> _Aufgabe 1_
Ordne die Zeilen der Datensätze als nummerierte Liste ohne Leerzeilen an. Beginne bei der Zeile mit "Task: Find the riverbank" und höre nach der Zeile mit "Target: riverbank vegetation" auf.

> _Vorliegender Text_
▬▬▬▬▬▬

# AS-i



## Störtebecker (13 Februar 2006)

Hallo Jungs,
kennt sich jemand mit AS-i aus? Ich habe mich etwas damit beschäftigt aber dennoch ein paar Fragen offen. Grundsätzlich möchte ich eine S7-300 mit AS-i Bus ausstatten.

Erdung
Normalerweise würde ich eine Pol einer Steuerspannung Erden, bei einer 24V Versorgung vorzugsweise den Minuspol. Wie sieht das bei AS-i aus? Habe ich das richtig Verstanden und ein AS-i Netzteil darf nicht geerdet werden?

Erdschlussmodule 1
Wenn ich das mit dem nicht erden richtig Verstanden habe, muss ich statt dessen ein Modul zur Erdschlusserkennung setzen und zwar eins pro Netzteil.
Muss ich das wirklich?
Was mache ich denn mit dem Meldekontakt vom Erdschlussmodul? Einfach auf die SPS verdrahten und gut oder muss ich das anders auswerten?
In dem Not-Aus Kreis damit und dadurch bei Ansprechen den Not-Aus auslösen lasse?
Oder vielleicht in den Rückführkreis damit man wenigstens nicht mehr einschalten kann?

Erdschlussmodule 2
Wenn ich pro Netzteil ein Überwachungsmodul setzen muss, dann muss ich ja folgerichtig automatisch mit jedem Repeater ein neues Überwachungsmodul setzen, es wird ja auch ein neues Netzteil fällig. Ist das richtig?

Erdschlussmodule 3
Mache ich mir da eigentlich viel zu viele sorgen und kein Mensch baut die Dinger wirklich ein?
Bei meinen Betrachtungen über Erdschlussmodule bin ich von einem Modul von Siemens ausgegangen. (3RK1408-8KG00-0AA2)

Masterbaugruppen
Grundsätzlich scheinen da nur zwei Möglichkeiten übrig geblieben zu sein.
Entweder eine CP343-2P oder ein DP/AS-i Link 20E.
Ich habe mal sowohl mit der CP als auch mit dem Link 20E ein Probeprojekt angelegt.

▬▬▬▬▬▬

Gespeicherte Datensätze
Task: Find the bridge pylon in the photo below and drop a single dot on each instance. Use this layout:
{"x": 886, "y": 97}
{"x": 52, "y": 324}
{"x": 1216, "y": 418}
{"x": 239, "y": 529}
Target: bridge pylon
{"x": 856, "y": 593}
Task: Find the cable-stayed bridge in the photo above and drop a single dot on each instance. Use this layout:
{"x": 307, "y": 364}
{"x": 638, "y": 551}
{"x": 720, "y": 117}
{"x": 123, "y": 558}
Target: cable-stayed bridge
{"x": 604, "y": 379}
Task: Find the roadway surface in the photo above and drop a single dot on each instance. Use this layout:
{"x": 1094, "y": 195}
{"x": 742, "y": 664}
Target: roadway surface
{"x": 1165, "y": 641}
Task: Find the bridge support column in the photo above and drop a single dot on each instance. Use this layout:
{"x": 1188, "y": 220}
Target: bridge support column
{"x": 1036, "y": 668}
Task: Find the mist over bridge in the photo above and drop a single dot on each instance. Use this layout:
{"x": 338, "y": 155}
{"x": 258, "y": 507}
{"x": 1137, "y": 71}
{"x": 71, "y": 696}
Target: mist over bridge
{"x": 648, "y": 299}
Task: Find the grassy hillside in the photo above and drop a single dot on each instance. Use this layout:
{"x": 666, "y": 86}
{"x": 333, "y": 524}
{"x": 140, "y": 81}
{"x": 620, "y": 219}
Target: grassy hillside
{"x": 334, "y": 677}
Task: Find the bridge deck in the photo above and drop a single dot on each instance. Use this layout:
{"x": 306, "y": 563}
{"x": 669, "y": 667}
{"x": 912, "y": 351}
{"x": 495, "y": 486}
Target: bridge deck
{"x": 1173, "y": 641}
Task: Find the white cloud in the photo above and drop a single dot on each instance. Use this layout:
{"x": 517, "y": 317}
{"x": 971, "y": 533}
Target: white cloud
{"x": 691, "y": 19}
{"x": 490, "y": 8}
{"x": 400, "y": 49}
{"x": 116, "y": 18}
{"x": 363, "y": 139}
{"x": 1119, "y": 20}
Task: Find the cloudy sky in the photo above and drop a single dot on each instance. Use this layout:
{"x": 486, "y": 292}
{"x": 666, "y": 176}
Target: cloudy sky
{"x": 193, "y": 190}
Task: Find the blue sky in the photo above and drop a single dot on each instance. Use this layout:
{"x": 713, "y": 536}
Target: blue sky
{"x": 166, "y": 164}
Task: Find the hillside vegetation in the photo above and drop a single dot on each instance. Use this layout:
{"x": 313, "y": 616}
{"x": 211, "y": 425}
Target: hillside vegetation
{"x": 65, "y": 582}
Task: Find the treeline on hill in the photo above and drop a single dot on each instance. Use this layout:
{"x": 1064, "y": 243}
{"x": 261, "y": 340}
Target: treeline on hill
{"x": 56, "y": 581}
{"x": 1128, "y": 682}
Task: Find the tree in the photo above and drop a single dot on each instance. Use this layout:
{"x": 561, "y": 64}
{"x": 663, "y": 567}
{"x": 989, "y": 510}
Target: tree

▬▬▬▬▬▬

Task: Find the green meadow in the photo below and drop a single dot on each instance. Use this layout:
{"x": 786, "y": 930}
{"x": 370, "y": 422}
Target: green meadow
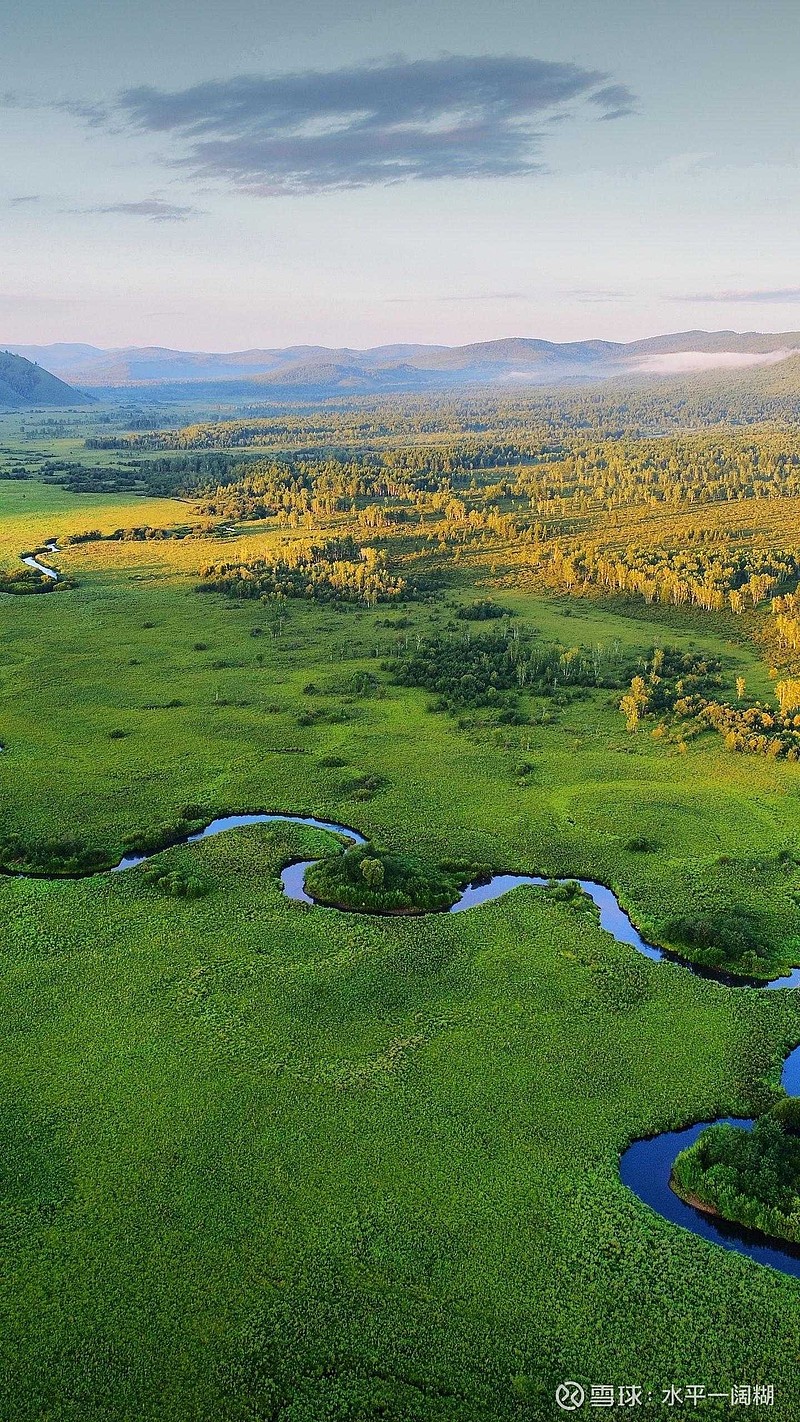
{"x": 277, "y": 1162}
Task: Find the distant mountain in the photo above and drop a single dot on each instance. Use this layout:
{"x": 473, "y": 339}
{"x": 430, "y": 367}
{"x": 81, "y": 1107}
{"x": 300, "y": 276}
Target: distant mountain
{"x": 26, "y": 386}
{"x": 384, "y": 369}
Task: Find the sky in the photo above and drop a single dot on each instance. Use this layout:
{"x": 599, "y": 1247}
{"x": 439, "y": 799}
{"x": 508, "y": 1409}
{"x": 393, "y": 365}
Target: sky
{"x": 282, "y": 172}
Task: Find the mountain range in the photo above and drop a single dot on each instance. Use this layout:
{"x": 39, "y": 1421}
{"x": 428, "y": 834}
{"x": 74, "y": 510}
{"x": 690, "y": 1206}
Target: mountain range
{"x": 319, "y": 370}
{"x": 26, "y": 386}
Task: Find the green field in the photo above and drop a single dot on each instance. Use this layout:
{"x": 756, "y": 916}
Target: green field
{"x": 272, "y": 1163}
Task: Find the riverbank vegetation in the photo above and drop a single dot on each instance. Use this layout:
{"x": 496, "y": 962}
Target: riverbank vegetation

▬▬▬▬▬▬

> _Aufgabe 2_
Fasse den Absatz im Forenbeitrag zu AS-i, der mit „Wenn ich das mit dem nicht erden“ beginnt, als knappe Stichpunktliste zusammen und behalte dabei die wesentlichen Punkte bei.

> _Ausgearbeitete Lösung 1_
1. Task: Find the riverbank vegetation in the photo above and drop a single dot on each instance. Use this layout:
2. {"x": 496, "y": 962}
3. Target: riverbank vegetation

> _Ausgearbeitete Lösung 2_
- Statt einer Erdung wäre wohl pro Netzteil ein Modul zur Erdschlusserkennung zu setzen, sofern das mit dem Nicht-Erden richtig verstanden ist. Ob das wirklich nötig ist, bleibt offen.
- Unklar ist, wie der Meldekontakt des Erdschlussmoduls ausgewertet werden soll.
- Eine Möglichkeit wäre, ihn einfach auf die SPS zu verdrahten.
- Eine weitere wäre, ihn in den Not-Aus-Kreis einzubinden, sodass beim Ansprechen der Not-Aus ausgelöst wird.
- Außerdem käme der Rückführkreis infrage, damit man zumindest nicht mehr einschalten kann.